** Start of Source material **

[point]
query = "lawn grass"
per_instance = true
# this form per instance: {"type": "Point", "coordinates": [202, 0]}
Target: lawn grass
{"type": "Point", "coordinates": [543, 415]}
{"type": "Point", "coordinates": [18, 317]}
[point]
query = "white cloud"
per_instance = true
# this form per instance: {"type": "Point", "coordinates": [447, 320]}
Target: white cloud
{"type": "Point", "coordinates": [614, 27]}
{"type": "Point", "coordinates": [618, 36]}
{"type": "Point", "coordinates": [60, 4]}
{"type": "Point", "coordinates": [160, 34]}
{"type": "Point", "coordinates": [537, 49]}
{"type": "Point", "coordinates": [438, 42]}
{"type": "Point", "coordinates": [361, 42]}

** End of Source material **

Written request. Return these lines unchanged, copying all of them.

The response.
[point]
query = "lawn grass"
per_instance = true
# this form per instance: {"type": "Point", "coordinates": [202, 0]}
Target: lawn grass
{"type": "Point", "coordinates": [543, 415]}
{"type": "Point", "coordinates": [18, 317]}
[point]
query = "white cloud"
per_instance = true
# this form per instance: {"type": "Point", "coordinates": [447, 320]}
Target: white cloud
{"type": "Point", "coordinates": [614, 27]}
{"type": "Point", "coordinates": [618, 36]}
{"type": "Point", "coordinates": [60, 4]}
{"type": "Point", "coordinates": [160, 34]}
{"type": "Point", "coordinates": [537, 49]}
{"type": "Point", "coordinates": [438, 42]}
{"type": "Point", "coordinates": [361, 42]}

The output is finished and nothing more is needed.